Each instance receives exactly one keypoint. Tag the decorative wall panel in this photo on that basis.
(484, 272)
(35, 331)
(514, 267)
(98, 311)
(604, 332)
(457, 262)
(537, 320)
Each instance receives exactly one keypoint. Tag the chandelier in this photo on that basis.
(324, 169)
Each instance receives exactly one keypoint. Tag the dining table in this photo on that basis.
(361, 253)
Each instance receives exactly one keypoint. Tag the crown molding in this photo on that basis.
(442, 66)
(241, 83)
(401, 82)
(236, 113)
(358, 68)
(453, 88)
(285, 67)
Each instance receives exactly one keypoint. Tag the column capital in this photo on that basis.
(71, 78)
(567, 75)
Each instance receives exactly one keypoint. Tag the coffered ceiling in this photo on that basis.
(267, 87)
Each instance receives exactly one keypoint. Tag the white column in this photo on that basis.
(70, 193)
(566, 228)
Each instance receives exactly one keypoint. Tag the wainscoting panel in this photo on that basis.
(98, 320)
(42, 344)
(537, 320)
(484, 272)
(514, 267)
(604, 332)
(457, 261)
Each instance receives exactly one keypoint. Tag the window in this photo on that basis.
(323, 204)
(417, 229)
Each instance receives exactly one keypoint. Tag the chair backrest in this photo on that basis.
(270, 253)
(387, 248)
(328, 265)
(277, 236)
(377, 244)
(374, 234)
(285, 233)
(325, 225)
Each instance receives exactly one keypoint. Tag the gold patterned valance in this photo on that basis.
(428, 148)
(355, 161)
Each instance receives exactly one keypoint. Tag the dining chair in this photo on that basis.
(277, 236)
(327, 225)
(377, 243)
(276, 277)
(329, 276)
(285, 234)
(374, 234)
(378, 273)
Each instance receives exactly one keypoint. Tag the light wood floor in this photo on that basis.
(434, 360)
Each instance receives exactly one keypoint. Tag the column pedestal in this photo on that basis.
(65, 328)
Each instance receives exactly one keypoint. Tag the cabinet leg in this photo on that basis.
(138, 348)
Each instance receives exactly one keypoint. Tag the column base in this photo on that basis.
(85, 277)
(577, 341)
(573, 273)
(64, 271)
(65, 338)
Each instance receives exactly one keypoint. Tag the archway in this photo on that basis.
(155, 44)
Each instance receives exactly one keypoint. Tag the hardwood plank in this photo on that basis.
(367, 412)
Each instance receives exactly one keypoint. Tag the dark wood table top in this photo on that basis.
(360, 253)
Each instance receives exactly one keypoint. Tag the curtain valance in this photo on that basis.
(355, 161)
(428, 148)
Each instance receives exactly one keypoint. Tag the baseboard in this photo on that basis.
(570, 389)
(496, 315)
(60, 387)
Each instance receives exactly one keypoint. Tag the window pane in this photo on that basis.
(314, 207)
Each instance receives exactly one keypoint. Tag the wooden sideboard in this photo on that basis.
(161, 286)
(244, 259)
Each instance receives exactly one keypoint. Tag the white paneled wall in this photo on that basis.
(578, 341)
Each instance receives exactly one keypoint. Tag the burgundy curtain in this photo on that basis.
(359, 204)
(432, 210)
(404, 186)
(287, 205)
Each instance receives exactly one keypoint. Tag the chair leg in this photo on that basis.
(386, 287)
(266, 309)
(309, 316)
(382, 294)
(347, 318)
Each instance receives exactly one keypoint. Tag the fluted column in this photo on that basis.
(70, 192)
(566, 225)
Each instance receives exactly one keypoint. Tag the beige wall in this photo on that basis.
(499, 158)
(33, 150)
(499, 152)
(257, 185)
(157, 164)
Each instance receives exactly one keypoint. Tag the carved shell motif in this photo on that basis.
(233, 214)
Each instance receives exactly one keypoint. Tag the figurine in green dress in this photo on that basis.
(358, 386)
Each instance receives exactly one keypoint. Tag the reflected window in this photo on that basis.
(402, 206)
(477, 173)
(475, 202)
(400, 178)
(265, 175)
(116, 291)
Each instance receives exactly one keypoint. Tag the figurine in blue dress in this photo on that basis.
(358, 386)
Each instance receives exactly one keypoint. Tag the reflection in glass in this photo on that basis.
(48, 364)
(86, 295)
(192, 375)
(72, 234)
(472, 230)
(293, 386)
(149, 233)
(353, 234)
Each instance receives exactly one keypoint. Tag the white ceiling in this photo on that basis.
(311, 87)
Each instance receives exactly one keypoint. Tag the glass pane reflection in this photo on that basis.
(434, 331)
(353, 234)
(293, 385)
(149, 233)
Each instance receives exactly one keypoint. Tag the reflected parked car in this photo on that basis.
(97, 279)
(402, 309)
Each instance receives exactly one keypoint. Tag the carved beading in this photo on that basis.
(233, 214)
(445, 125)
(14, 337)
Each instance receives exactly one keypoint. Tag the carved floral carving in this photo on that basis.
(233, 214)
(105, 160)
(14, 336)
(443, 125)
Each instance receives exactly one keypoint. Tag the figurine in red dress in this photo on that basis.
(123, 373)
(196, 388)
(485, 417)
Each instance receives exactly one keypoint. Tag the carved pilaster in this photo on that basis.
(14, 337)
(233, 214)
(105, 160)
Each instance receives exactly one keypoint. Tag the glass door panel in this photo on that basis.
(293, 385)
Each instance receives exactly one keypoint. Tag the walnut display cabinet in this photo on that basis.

+===+

Problem description: Having read the material, set all of it down again without a single difference.

Finished exercise:
Each instance receives exactly one keypoint. Tag the decorative wall panel in this photo on that basis.
(484, 272)
(35, 331)
(514, 267)
(98, 311)
(604, 332)
(457, 262)
(537, 320)
Each instance receives exactly one keypoint. Tag the chandelier in this photo on that basis.
(324, 169)
Each instance receives exactly one keypoint. Tag the dining table in this photo on that basis.
(361, 253)
Each instance receives exactly one keypoint. Tag the crown molding in this photo on that basis.
(442, 66)
(241, 83)
(401, 82)
(236, 113)
(358, 68)
(453, 88)
(285, 67)
Each instance receives exactly one keypoint. Tag the column capital in this photo on that basis.
(71, 78)
(567, 75)
Each instance receives exactly one keypoint. Tag the coffered ceiling in this photo on that basis.
(267, 87)
Each instance receives exactly one keypoint. Tag the white column in this photo on that basis.
(70, 193)
(566, 228)
Each instance receives exactly one keypoint. Tag the wainscoting panel in this photo on that basis.
(98, 320)
(42, 344)
(537, 320)
(484, 272)
(514, 267)
(604, 332)
(457, 261)
Each instance receives exactly one keypoint. Tag the window in this photo on that basis.
(323, 204)
(417, 229)
Each instance receives exactly one keypoint. Tag the chair backrest in this photo on that basis.
(270, 253)
(387, 248)
(328, 265)
(277, 236)
(377, 244)
(374, 234)
(285, 233)
(325, 225)
Each instance receives exactly one keypoint. Tag the gold patterned valance in this photo on that basis.
(428, 148)
(355, 161)
Each instance receives exactly one keypoint. Tag the dining chair in this photo on that basis.
(277, 236)
(327, 225)
(377, 243)
(276, 277)
(329, 276)
(285, 234)
(374, 234)
(378, 273)
Each instance receives exactly one keypoint. Tag the light wood floor in this photo on that basis.
(434, 360)
Each instance receives exactly one keypoint. Tag the column pedestal in this photo on that basis.
(65, 328)
Each instance receives exactly one keypoint. Tag the cabinet leg in this photo on that basis.
(138, 348)
Each instance receives exactly one keypoint. Tag the column base in this photo on that basis.
(85, 277)
(577, 341)
(573, 273)
(64, 271)
(65, 338)
Each instance receives exactly one keypoint. Tag the archway in this photo on that basis.
(155, 44)
Each instance receives exactly one keypoint. Tag the hardwood plank in this photo on that basis.
(367, 412)
Each instance receives exactly one keypoint. Tag the dark wood table top in this photo on that basis.
(360, 253)
Each instance receives exactly one keypoint. Tag the curtain valance in this photo on that basis.
(355, 161)
(428, 148)
Each instance receives exactly one keypoint. Tag the baseboard in this photo on that basis.
(570, 389)
(496, 315)
(60, 387)
Each instance receives exactly one keypoint. Tag the window pane in this photo on that basis.
(314, 207)
Each instance receives exactly one keypoint. Tag the wooden sideboard in this photo on that basis.
(161, 286)
(244, 259)
Each instance receives exactly one keypoint. Tag the white paneled wall in this photo on that basis.
(578, 341)
Each instance receives exactly one keypoint. Tag the burgundy curtain in this photo on that basis.
(359, 204)
(432, 210)
(404, 186)
(287, 205)
Each instance receives exactly one keypoint. Tag the chair leg in this photo on that basis.
(386, 287)
(266, 309)
(309, 316)
(382, 294)
(347, 318)
Each instance receives exactly one keypoint. Tag the fluted column in this photo on that basis.
(70, 192)
(566, 225)
Each instance receives exactly one keypoint. Tag the beige wall in this photo on that basis.
(499, 158)
(33, 150)
(499, 152)
(257, 185)
(157, 164)
Each instance receives exactly one keypoint. Tag the carved shell motif in this photo on that basis.
(233, 214)
Each instance receives exactly one keypoint. Tag the figurine in green dress in this photo on that basis.
(358, 386)
Each instance receives exactly one keypoint. Tag the reflected window in this photo on that basis.
(402, 206)
(477, 173)
(475, 202)
(400, 178)
(265, 175)
(116, 291)
Each instance receives exactly one keypoint. Tag the figurine in blue dress in this photo on that basis.
(358, 386)
Each instance receives exactly one keypoint. Tag the reflection in glass in this photo on that basis.
(48, 364)
(86, 295)
(192, 375)
(72, 234)
(472, 230)
(293, 386)
(149, 233)
(353, 234)
Each instance receives exactly one keypoint. Tag the white ceiling in this photo on that basis.
(311, 87)
Each instance receives exactly one keypoint. Tag the glass pane reflection in this photo on that basis.
(434, 331)
(353, 234)
(293, 385)
(149, 233)
Each instance receives exactly one keypoint. Tag the reflected parked car in this photo on that basis.
(97, 279)
(402, 309)
Each instance receives exactly one keypoint. Tag the carved beading in this photo on that basis.
(233, 214)
(445, 125)
(14, 337)
Each instance receives exactly one keypoint. Tag the carved floral carving in this photo on that basis.
(233, 214)
(105, 160)
(14, 336)
(443, 125)
Each instance receives exactly one keypoint. Tag the figurine in red dress in this photo on that basis.
(123, 373)
(196, 388)
(485, 417)
Each instance receives exactly one keypoint. Tag the carved pilaster in this photo on that basis.
(14, 337)
(233, 214)
(105, 160)
Each instance receives exactly one keypoint. Tag the glass door panel in this photo on that basis.
(293, 385)
Each instance receives exactly one keypoint. Tag the walnut display cabinet in this photo on that basis.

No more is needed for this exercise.